## EXERCISE AIM
Rewrite the rows below as one numbered list, one line per item, and leave out the blank lines.

## EXCERPTED RECORDS
______
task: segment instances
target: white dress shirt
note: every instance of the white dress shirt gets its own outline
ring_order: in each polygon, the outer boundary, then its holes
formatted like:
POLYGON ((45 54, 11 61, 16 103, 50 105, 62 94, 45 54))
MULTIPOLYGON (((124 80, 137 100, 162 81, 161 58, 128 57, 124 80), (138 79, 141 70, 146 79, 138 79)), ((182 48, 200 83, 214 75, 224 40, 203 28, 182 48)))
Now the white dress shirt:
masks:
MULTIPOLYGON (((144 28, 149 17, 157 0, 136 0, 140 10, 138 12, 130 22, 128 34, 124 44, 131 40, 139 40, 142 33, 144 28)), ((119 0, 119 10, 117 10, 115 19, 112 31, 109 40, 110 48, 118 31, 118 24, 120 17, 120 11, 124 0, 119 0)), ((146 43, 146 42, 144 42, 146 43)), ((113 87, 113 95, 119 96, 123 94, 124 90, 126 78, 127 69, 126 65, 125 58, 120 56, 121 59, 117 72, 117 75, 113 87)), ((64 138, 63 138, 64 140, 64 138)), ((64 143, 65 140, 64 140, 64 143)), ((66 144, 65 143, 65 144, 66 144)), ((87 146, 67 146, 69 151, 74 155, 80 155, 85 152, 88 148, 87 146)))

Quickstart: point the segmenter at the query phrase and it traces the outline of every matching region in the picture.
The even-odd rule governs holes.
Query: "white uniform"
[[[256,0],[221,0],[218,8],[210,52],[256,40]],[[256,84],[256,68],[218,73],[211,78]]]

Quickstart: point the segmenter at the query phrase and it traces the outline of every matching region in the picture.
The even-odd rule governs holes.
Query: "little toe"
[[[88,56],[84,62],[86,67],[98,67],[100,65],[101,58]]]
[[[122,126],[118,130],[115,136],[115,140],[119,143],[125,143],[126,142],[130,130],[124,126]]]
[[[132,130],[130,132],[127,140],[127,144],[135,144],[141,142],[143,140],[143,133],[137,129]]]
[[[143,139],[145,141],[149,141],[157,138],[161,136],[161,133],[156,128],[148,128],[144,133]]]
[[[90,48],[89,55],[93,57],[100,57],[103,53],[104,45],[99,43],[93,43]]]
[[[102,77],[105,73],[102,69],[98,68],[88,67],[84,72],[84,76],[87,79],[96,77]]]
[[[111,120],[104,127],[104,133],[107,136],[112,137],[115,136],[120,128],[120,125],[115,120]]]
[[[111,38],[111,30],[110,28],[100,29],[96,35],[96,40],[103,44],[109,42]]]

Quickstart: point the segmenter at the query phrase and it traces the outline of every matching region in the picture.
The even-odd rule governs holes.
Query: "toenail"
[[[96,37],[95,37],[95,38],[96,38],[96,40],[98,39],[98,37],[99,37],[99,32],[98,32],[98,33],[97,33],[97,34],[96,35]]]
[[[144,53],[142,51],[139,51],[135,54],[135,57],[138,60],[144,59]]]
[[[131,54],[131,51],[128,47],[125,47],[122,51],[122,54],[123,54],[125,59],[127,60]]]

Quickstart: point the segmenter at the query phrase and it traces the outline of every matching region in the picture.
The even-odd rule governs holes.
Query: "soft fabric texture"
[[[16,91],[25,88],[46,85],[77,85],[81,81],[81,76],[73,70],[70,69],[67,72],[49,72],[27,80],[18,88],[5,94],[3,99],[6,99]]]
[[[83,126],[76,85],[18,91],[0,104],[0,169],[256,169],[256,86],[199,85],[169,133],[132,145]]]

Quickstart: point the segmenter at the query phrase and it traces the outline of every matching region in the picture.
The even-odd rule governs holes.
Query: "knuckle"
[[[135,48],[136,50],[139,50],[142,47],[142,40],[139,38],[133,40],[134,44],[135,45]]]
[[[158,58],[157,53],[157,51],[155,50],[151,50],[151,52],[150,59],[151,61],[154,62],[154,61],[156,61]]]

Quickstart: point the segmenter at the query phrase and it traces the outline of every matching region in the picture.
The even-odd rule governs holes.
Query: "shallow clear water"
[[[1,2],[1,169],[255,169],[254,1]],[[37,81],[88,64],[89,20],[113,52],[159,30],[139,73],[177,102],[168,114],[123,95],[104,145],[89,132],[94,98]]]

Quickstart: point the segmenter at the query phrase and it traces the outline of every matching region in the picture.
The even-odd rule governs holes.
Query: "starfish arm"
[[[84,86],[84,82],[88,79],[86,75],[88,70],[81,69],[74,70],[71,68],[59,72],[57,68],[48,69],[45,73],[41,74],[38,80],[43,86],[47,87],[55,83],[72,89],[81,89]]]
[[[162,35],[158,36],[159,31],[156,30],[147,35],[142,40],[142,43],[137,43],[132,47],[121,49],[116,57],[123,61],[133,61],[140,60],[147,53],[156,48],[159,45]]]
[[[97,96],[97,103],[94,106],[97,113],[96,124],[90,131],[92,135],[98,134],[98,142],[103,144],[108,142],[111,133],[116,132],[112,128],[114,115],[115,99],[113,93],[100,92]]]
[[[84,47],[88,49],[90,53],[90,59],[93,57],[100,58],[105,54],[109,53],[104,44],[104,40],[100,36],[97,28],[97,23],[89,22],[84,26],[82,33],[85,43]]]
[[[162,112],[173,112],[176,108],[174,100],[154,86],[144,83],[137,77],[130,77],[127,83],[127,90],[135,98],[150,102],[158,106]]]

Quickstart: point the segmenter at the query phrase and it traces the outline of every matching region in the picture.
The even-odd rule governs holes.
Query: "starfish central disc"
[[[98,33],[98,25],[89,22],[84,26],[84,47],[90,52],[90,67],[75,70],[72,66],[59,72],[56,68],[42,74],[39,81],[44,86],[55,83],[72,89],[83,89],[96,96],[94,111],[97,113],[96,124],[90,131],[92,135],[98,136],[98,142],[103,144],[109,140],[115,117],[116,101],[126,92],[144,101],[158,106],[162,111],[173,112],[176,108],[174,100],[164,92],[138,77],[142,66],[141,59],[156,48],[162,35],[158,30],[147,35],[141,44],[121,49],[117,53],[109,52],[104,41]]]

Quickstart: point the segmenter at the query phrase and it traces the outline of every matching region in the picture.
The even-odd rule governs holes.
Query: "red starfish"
______
## SOLUTION FOR THIS EXERCISE
1. task: segment instances
2. target: white dress shirt
3. note: every instance of the white dress shirt gets its own outline
4. ring_order: in each polygon, the outer boundary, then its holes
5. formatted like:
6. POLYGON ((45 54, 11 61, 16 103, 50 105, 62 94, 45 54))
7. MULTIPOLYGON (((124 80, 137 100, 162 81, 161 58, 128 57, 124 80), (138 79, 141 70, 146 79, 138 79)), ((182 48, 200 83, 214 75, 224 40, 203 28, 182 48)))
8. Now the white dress shirt:
9. masks:
10. MULTIPOLYGON (((144 28, 149 17, 157 0, 136 0, 140 10, 138 12, 130 22, 128 34, 124 44, 131 40, 139 40, 142 33, 144 28)), ((119 0, 119 10, 117 10, 115 19, 112 31, 109 40, 110 48, 118 31, 118 24, 120 17, 120 11, 124 0, 119 0)), ((146 43, 146 42, 144 42, 146 43)), ((113 87, 113 95, 119 96, 123 94, 124 90, 126 78, 127 69, 126 65, 125 58, 120 56, 121 59, 117 72, 117 75, 113 87)), ((64 138, 63 138, 64 140, 64 138)), ((64 143, 65 140, 64 140, 64 143)), ((66 144, 65 143, 65 144, 66 144)), ((87 146, 67 146, 69 151, 74 155, 80 155, 85 152, 88 148, 87 146)))
11. Quickstart: point the segmenter at the query phrase and it traces the outline of every matching region in the picture.
12. The even-odd rule governs holes.
13. Query: "white uniform"
14. [[[256,0],[221,0],[218,8],[210,52],[256,40]],[[256,84],[256,68],[218,73],[211,78]]]
15. Quickstart: point the segmenter at the query phrase and it traces the outline of every matching region in the picture.
16. The even-odd rule governs holes.
17. Query: "little toe"
18. [[[88,56],[84,62],[86,67],[98,67],[100,65],[101,58]]]
19. [[[122,126],[118,130],[115,136],[115,140],[119,143],[125,143],[126,142],[130,130],[124,126]]]
20. [[[132,130],[130,132],[127,140],[127,144],[135,144],[141,142],[143,140],[143,133],[137,129]]]
21. [[[143,139],[145,141],[149,141],[157,138],[161,136],[161,133],[156,128],[148,128],[144,133]]]
22. [[[90,48],[89,55],[93,57],[100,57],[103,53],[104,45],[99,43],[93,43]]]
23. [[[102,77],[105,73],[102,69],[98,68],[88,67],[84,72],[84,76],[87,79],[96,77]]]
24. [[[111,120],[104,127],[104,133],[107,136],[112,137],[115,136],[120,128],[120,125],[115,120]]]
25. [[[111,38],[111,30],[110,28],[100,29],[96,35],[96,40],[103,44],[109,42]]]
26. Quickstart: point the segmenter at the query phrase and it traces the outline of every matching region in the picture.
27. The even-odd rule governs holes.
28. Query: "toenail"
29. [[[96,37],[95,37],[95,38],[96,38],[96,40],[98,39],[98,37],[99,37],[99,32],[98,32],[98,33],[97,33],[97,34],[96,35]]]
30. [[[144,53],[142,51],[139,51],[135,54],[135,57],[138,60],[144,59]]]
31. [[[131,54],[131,51],[128,47],[125,47],[122,51],[122,54],[123,54],[125,59],[127,60]]]
32. Quickstart: point the segmenter at the query phrase and it traces the outline of every matching region in the picture.
33. The even-odd rule governs holes.
34. Query: "soft fabric texture"
35. [[[16,91],[25,88],[46,85],[77,85],[81,81],[81,76],[73,70],[70,69],[67,72],[49,72],[27,80],[18,88],[5,94],[3,99],[6,99]]]
36. [[[83,126],[76,85],[18,91],[0,104],[0,169],[256,169],[256,86],[199,85],[169,133],[132,145]]]
37. Quickstart: point the segmenter at the query phrase and it traces the outline of every matching region in the picture.
38. The even-odd rule governs holes.
39. Query: "knuckle"
40. [[[135,48],[136,50],[139,50],[142,47],[142,40],[139,38],[133,40],[134,44],[135,45]]]
41. [[[158,58],[157,53],[157,51],[155,50],[151,50],[151,52],[150,59],[151,61],[154,62],[154,61],[156,61]]]
42. Quickstart: point the segmenter at the query phrase and it traces the outline of every matching region in the picture.
43. The even-odd rule governs holes.
44. Query: "shallow clear water"
45. [[[1,2],[1,169],[255,169],[254,1]],[[37,81],[88,64],[89,20],[113,52],[159,30],[139,73],[177,102],[168,114],[123,95],[104,145],[89,132],[94,98]]]
46. Quickstart: point the segmenter at the query phrase and it traces the outline of every matching region in the picture.
47. The even-odd rule governs holes.
48. Query: "starfish arm"
49. [[[84,86],[84,82],[88,79],[86,75],[88,70],[81,69],[74,70],[71,68],[59,72],[57,68],[48,69],[45,73],[41,74],[38,80],[43,86],[47,87],[55,83],[72,89],[81,89]]]
50. [[[162,35],[158,36],[159,31],[156,30],[147,35],[142,40],[142,43],[137,43],[132,47],[121,49],[116,57],[123,61],[133,61],[140,60],[147,53],[156,48],[159,45]]]
51. [[[97,96],[97,103],[94,106],[97,113],[96,124],[90,131],[92,135],[98,134],[98,142],[103,144],[108,142],[111,133],[116,132],[112,128],[114,115],[115,99],[113,93],[100,92]]]
52. [[[84,47],[88,49],[90,53],[90,59],[93,57],[100,58],[105,54],[109,53],[104,44],[104,40],[100,36],[97,28],[97,23],[89,22],[84,26],[82,33],[85,43]]]
53. [[[162,112],[173,112],[176,108],[174,100],[154,86],[144,83],[137,77],[130,77],[127,83],[127,90],[135,98],[150,102],[158,106]]]
54. Quickstart: point the segmenter at the query phrase and it traces the outline of every matching region in the picture.
55. The even-odd rule governs holes.
56. Query: "starfish central disc"
57. [[[98,33],[98,25],[89,22],[84,26],[84,47],[90,52],[90,67],[75,70],[72,66],[59,72],[56,68],[42,74],[39,81],[44,86],[55,83],[72,89],[83,89],[96,96],[94,111],[97,113],[96,124],[90,131],[92,135],[98,136],[98,142],[103,144],[109,140],[115,117],[116,101],[126,92],[144,101],[158,106],[162,111],[173,112],[176,108],[174,100],[164,92],[138,77],[142,66],[141,59],[156,48],[162,35],[158,30],[147,35],[141,44],[121,49],[117,53],[109,52],[104,41]]]
58. Quickstart: point the segmenter at the query phrase and it traces the outline of every matching region in the picture.
59. The even-odd rule governs holes.
60. Query: "red starfish"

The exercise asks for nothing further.